AIM — Identify every line in the block below that contains the word "floor" and copy each of those lines.

[A block of data]

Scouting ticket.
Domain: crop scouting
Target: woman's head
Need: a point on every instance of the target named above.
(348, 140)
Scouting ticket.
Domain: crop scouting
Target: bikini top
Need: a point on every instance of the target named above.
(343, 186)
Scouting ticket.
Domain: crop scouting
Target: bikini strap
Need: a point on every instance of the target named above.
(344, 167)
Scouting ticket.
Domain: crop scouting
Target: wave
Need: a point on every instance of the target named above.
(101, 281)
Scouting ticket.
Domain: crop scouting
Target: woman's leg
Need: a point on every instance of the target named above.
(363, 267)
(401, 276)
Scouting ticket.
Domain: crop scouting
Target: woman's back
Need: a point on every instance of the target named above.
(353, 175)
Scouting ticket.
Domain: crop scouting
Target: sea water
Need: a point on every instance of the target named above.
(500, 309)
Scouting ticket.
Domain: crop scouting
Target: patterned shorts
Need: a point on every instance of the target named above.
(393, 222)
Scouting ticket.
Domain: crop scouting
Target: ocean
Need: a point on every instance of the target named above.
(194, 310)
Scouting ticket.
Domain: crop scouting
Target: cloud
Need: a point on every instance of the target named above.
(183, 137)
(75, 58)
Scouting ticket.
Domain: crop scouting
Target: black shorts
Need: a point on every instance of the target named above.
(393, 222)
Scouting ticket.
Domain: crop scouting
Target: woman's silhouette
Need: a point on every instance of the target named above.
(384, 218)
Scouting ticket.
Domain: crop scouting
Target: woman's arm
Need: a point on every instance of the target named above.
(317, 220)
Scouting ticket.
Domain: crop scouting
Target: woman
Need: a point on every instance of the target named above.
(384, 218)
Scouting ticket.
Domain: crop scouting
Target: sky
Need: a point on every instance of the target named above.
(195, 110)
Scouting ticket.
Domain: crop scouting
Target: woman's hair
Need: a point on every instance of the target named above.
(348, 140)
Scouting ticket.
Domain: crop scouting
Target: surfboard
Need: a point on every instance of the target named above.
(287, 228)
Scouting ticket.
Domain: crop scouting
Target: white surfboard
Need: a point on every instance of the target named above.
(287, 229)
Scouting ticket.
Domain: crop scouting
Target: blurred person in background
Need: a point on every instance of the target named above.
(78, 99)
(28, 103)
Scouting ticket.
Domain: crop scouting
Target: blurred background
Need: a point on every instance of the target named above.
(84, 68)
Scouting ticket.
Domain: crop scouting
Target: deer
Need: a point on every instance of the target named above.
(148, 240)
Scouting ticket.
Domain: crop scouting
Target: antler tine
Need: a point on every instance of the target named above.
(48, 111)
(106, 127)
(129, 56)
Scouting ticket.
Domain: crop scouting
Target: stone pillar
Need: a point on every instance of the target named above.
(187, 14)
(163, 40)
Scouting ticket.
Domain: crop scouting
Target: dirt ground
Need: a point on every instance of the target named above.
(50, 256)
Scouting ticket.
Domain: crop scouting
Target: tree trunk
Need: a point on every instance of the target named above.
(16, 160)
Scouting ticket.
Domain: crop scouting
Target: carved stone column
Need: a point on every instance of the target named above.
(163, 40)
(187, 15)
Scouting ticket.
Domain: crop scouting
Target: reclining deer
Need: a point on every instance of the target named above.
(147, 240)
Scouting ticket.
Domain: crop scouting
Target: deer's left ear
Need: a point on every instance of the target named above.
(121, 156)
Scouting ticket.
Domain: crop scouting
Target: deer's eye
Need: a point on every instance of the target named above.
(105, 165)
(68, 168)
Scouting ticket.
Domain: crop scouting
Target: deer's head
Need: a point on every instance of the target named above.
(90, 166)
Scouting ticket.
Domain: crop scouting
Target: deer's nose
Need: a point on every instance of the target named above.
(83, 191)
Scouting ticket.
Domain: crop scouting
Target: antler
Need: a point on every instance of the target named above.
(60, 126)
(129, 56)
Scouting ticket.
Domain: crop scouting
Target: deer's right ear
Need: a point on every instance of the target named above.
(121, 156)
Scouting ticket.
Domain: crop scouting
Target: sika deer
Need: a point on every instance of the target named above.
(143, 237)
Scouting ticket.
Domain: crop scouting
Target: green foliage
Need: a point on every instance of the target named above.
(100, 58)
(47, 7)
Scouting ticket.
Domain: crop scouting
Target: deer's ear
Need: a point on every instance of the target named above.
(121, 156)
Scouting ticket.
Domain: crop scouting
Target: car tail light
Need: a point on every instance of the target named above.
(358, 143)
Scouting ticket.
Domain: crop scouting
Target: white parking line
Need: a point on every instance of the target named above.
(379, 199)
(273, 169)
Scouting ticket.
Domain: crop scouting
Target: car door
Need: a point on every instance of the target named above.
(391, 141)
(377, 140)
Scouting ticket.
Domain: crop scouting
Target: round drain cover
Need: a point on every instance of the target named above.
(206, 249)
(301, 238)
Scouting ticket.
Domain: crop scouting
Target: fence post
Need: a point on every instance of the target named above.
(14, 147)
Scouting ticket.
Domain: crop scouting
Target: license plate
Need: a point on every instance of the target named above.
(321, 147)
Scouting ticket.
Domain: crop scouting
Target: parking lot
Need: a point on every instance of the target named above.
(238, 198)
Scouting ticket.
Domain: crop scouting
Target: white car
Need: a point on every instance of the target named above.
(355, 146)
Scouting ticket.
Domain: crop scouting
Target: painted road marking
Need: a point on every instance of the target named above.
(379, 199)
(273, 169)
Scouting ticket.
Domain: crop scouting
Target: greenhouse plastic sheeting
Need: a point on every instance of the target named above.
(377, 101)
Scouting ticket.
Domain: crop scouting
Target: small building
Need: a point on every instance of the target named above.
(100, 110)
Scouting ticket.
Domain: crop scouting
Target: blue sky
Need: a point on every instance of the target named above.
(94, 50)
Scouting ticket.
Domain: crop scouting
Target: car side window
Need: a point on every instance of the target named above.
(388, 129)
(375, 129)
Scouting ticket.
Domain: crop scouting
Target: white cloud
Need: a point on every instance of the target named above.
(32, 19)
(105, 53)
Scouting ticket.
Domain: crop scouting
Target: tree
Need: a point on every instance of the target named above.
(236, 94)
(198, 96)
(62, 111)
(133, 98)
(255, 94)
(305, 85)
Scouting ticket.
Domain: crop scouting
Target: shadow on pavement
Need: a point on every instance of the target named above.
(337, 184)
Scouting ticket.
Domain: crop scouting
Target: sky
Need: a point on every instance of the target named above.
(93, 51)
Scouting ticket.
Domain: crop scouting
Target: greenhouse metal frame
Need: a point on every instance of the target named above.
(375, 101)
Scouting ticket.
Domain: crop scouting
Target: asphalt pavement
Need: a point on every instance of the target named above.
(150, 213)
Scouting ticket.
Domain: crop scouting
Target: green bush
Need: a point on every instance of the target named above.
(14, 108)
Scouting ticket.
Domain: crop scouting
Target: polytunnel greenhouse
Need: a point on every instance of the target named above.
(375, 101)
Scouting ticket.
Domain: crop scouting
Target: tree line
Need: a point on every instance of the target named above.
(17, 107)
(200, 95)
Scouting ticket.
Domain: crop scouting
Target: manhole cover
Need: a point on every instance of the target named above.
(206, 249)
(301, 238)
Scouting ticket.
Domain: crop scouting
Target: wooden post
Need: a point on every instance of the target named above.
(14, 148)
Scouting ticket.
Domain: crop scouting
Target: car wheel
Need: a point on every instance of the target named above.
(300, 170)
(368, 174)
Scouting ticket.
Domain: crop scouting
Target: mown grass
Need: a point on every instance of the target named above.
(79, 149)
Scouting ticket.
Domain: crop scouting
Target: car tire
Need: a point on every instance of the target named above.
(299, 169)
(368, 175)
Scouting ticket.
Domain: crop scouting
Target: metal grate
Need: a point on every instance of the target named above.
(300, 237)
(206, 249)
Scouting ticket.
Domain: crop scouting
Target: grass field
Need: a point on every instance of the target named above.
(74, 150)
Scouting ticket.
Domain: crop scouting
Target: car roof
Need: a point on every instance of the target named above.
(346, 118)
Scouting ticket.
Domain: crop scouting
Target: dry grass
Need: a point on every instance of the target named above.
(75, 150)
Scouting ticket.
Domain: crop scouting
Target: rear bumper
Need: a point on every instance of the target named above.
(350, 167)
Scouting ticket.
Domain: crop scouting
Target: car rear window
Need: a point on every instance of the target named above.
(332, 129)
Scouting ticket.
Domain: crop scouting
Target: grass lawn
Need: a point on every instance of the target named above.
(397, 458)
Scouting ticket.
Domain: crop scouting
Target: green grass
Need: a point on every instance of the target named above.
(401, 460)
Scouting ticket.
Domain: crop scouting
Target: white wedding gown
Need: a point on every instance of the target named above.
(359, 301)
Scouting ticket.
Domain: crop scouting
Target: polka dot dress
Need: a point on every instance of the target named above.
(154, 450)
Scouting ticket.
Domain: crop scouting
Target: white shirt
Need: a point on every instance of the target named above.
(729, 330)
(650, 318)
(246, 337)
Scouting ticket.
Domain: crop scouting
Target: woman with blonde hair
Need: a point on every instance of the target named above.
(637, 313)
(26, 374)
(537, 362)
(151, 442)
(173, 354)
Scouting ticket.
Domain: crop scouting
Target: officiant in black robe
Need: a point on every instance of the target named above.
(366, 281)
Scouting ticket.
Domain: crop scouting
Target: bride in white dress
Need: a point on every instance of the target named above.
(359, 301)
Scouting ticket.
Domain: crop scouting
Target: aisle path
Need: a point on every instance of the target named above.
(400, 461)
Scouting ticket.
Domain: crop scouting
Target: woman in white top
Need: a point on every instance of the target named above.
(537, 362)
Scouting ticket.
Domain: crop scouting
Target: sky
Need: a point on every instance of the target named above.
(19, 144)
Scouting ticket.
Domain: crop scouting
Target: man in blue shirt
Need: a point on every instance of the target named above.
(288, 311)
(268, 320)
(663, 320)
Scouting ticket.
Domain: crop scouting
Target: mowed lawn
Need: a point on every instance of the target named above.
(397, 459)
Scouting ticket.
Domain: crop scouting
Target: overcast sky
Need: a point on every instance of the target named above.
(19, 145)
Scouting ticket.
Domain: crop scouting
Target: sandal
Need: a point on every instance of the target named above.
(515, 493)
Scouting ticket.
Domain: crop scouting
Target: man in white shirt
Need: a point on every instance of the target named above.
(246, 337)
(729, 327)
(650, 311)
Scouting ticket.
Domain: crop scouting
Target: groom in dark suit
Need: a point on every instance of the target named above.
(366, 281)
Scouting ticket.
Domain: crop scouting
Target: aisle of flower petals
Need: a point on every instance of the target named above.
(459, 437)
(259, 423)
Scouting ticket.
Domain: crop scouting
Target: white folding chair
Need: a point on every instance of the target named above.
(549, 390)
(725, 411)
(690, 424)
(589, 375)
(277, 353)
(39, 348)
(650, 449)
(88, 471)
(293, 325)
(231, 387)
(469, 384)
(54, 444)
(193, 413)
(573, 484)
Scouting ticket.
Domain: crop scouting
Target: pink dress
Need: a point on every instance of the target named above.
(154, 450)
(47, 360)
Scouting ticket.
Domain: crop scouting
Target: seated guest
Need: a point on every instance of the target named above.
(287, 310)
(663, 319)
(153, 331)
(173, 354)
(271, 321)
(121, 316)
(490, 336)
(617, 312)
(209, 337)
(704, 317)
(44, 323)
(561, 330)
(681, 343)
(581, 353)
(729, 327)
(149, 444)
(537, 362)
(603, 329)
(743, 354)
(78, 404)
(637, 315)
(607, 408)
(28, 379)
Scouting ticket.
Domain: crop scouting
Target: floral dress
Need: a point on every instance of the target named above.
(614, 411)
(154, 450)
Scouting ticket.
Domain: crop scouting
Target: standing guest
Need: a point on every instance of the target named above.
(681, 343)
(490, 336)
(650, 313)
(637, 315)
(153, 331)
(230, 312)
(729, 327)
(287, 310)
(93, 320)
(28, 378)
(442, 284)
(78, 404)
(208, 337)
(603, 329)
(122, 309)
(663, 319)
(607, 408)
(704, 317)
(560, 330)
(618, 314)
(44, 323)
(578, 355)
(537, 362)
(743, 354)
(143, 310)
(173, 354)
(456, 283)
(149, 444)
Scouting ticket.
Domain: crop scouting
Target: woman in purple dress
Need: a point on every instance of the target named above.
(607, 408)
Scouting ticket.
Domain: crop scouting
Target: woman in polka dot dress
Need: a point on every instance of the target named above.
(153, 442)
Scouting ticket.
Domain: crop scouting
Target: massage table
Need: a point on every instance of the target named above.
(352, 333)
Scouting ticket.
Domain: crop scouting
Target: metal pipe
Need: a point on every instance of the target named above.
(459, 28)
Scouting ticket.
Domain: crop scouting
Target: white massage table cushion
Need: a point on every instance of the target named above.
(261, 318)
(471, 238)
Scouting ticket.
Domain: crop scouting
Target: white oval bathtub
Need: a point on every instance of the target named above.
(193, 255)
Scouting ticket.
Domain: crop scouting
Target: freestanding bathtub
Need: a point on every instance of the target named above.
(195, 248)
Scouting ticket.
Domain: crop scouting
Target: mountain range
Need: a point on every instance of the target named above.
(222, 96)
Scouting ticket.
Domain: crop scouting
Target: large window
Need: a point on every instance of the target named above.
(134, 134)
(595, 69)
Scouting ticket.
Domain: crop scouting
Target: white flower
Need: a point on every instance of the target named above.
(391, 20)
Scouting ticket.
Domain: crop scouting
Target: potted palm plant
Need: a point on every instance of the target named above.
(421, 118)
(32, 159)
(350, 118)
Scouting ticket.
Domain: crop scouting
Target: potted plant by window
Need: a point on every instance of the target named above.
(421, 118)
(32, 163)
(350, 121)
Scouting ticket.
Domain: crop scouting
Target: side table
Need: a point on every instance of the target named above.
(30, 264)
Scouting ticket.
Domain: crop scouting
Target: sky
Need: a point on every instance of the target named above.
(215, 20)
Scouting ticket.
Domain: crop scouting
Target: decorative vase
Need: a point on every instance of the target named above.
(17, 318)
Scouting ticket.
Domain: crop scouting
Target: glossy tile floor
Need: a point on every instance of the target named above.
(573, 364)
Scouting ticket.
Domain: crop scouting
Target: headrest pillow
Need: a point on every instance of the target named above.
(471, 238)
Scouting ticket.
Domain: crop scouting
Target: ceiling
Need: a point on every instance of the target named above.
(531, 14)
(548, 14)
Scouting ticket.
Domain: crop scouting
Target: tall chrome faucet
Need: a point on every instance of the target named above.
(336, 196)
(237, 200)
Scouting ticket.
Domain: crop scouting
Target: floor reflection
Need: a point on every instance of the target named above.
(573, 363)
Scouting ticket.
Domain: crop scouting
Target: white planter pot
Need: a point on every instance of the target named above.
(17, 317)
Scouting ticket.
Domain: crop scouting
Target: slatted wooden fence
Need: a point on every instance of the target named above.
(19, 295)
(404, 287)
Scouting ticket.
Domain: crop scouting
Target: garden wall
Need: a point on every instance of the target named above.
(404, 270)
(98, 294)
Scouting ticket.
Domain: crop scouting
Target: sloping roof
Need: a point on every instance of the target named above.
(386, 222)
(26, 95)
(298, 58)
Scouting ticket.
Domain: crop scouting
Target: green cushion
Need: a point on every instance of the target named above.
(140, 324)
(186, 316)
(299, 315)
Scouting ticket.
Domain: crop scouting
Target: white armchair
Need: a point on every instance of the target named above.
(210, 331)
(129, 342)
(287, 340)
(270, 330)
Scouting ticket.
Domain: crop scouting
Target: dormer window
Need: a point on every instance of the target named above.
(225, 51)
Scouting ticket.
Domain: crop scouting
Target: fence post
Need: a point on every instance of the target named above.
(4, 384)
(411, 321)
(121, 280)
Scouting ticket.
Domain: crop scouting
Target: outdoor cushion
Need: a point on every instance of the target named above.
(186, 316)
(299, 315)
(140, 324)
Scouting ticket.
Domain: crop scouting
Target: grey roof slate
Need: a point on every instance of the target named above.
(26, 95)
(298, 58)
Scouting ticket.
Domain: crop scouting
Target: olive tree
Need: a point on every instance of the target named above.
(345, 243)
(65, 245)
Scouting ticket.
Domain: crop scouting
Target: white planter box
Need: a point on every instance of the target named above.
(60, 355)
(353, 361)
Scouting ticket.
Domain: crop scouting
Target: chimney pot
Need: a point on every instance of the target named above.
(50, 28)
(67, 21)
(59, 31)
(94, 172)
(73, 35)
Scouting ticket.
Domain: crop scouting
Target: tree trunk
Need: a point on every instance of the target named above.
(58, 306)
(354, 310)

REPLY —
Target: glossy tile floor
Target: floor reflection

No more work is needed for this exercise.